DAFTAR TUGAS:
**a.** Kutip dengan tepat bagian teks rujukan dari "Ini priode kedua" sampai dengan "yakni 53,8 persen.".
**b.** Apakah tiap pernyataan berikut sesuai dengan teks rujukan? Jawab ya atau tidak untuk masing-masing, lalu kutip kata-kata teks yang menentukan jawaban itu.
(i) Menurut survei Litbang Kompas, tingkat kepuasan publik tertinggi terekam pada April 2018.
(ii) Prabowo tidak menghadiri pelantikan.
(iii) Pada periode pertamanya, Jokowi berpasangan dengan Makruf Amin.

TEKS RUJUKAN:
********
Mohon tunggu...
Amirudin Mahmud
Amirudin Mahmud Mohon Tunggu... Guru - Pendidik dan pemerhati sosial-politik

Penulis Buku "Guru Tak Boleh Sejahtera" Bekerja di SDN Unggulan Srengseng I Indramayu Blog. http://amirudinmahmud.blogspot.com/

Selanjutnya

Tutup

Kebijakan Pilihan

Selamat Bekerja, Pak Presiden

20 Oktober 2019   16:20 Diperbarui: 20 Oktober 2019   16:23 91
+
Laporkan Konten
Laporkan Akun
Kompasiana adalah platform blog. Konten ini menjadi tanggung jawab bloger dan tidak mewakili pandangan redaksi Kompas.
Lihat foto
Bagikan ide kreativitasmu dalam bentuk konten di Kompasiana | Sumber gambar: Freepik

Sekarang (20 Oktober 2019) merupakan hari sangat bermakna bagi perjalanan demokrasi dan sejarah bangsa Indonesia. Ir H Joko Widodo dan Dr KH Makruf Amin dilantik sebagai presiden dan wakil presiden Republik Indonesia priode 2019-2024 dalam siding terbuka Majlis Permusyawaratan Rakyat (MPR). Keduanya akan memimpin Indonesia lima tahun mendatang. Berbagai tantangan dan persoalan telah menghadang. Kepemimpinan keduanya akan menentukan kemajuan bangsa dan kesejahteraan rakyat Indonesia di masa mendatang.

Pelantikan dihadiri oleh semua elemen bangsa. Ada ketua-ketua partai, kepala lembaga negara, mantan presiden dan wakil presiden, anggota MPR,  DPR dan DPD, para pemimpin ormas dan lainnya. Turut hadir sejumlah tamu negara sahabat, khususnya ASEAN. Ada 17 kepala Negara seperti PM Australia Scott Morrison dan Wakil Perdana Menteri China Liu He serta 168 perwakilan negara sahabat. Hadir pula Ketua partai Gerindra Prabowo dan Sandiaga Salahudin Uno yang tak lain kompetitor Jokowi pada pilpres lalu.

Ini priode kedua bagi presiden Jokowi setelah lima tahun sebelumnya berpasangan dengan HM Jusuf Kala. Dalam periode pertama,  secara umum Jokowi dinilai cukup berhasil. Hal itu dibuktikan dengan tingkat kepuasan masyarakat.  Menurut hasil survei Litbang Kompas per Oktober 2019 menunjukkan, tingkat kepuasan publik terhadap kinerja pemerintahan Joko Widodo-Jusuf Kalla sebesar 58,8 persen. Tingkat kepuasan tertinggi direkam dalam survei pada April 2018, yakni 72,2 persen. Dan tingkat kepuasan terendah sempat terekam pada April 2015 yakni 53,8 persen.

Berdampingan dengan KH Makruf Amin, harapan masyarakat terhadap Jokowi sangat tinggi. Terlebih jika mengacuh pada ucapan Jokowi bahwa dirinya tak memilki beban apapun di periode terakhirnya ini. Jokowi janji akan tancap gas membangun negeri. Tak mempedulikan kepentingan politik lagi. Akan fokus bekerja memajukan Indonesia.  Ini janji. Realitanya waktu yang akan menjawab.
********
DAFTAR DATA:
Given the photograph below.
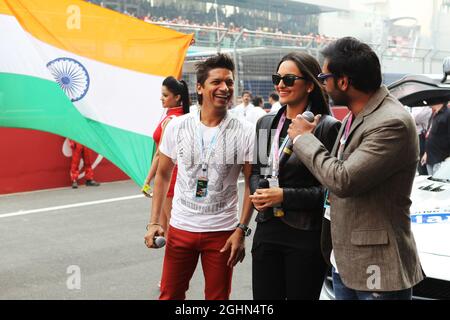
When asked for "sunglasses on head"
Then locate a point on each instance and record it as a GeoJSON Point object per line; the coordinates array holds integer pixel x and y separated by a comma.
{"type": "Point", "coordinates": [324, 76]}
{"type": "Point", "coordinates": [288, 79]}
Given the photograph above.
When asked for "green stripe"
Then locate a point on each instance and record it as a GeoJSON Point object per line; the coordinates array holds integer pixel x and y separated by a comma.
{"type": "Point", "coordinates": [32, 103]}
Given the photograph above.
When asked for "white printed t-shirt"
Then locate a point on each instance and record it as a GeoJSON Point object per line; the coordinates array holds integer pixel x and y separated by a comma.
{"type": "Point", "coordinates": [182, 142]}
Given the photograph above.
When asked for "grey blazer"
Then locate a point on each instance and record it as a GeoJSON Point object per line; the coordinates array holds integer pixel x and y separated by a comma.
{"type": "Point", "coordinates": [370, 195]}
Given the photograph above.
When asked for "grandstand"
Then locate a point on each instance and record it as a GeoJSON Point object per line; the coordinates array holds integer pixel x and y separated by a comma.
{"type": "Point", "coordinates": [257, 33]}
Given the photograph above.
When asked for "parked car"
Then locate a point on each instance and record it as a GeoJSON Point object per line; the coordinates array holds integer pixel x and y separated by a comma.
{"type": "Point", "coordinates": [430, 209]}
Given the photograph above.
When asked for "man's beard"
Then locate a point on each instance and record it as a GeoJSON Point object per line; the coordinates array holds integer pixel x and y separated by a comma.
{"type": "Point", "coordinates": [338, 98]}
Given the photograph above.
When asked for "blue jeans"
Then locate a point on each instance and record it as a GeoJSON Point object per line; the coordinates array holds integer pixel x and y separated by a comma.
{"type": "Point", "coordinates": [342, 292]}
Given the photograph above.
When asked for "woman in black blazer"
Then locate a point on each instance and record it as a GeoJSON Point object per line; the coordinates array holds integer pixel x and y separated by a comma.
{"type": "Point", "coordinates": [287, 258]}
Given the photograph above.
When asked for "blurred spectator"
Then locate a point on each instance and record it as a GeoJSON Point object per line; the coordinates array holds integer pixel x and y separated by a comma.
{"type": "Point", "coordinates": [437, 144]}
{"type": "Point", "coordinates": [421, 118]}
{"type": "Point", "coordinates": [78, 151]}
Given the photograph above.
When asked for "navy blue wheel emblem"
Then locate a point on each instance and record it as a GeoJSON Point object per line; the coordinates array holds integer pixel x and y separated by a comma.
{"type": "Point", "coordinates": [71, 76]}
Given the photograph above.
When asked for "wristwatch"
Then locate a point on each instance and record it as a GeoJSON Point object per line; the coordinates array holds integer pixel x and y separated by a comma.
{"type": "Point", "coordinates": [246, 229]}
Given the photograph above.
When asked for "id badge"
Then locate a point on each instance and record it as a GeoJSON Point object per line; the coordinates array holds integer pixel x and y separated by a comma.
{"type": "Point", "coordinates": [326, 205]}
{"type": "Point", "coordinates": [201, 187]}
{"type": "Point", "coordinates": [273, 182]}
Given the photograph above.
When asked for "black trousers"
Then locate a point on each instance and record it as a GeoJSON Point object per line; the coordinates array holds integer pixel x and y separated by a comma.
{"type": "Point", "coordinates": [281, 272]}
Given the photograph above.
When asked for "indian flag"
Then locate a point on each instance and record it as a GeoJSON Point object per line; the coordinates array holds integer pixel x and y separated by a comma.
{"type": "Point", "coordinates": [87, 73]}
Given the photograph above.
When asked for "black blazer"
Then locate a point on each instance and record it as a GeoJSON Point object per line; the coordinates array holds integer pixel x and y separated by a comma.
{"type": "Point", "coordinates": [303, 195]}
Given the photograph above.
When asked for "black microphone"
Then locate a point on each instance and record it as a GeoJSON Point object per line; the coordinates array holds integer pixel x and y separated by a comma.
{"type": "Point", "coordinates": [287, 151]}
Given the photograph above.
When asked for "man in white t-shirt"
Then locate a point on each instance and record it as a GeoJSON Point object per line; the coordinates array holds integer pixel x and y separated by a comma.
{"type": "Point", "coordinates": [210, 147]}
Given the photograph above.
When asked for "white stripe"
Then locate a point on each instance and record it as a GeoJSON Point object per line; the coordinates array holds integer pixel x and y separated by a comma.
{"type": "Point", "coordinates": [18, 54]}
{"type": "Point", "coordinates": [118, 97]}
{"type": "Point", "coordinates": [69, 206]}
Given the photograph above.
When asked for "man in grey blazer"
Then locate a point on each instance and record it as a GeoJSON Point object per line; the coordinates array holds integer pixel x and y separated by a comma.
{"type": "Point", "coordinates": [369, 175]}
********
DAFTAR JAWABAN:
**a.**
Ini priode kedua bagi presiden Jokowi setelah lima tahun sebelumnya berpasangan dengan HM Jusuf Kala. Dalam periode pertama,  secara umum Jokowi dinilai cukup berhasil. Hal itu dibuktikan dengan tingkat kepuasan masyarakat.  Menurut hasil survei Litbang Kompas per Oktober 2019 menunjukkan, tingkat kepuasan publik terhadap kinerja pemerintahan Joko Widodo-Jusuf Kalla sebesar 58,8 persen. Tingkat kepuasan tertinggi direkam dalam survei pada April 2018, yakni 72,2 persen. Dan tingkat kepuasan terendah sempat terekam pada April 2015 yakni 53,8 persen.

**b.**
(i) Ya: "Tingkat kepuasan tertinggi direkam dalam survei pada April 2018, yakni 72,2 persen."
(ii) Tidak: "Hadir pula Ketua partai Gerindra Prabowo"
(iii) Tidak: "setelah lima tahun sebelumnya berpasangan dengan HM Jusuf Kala"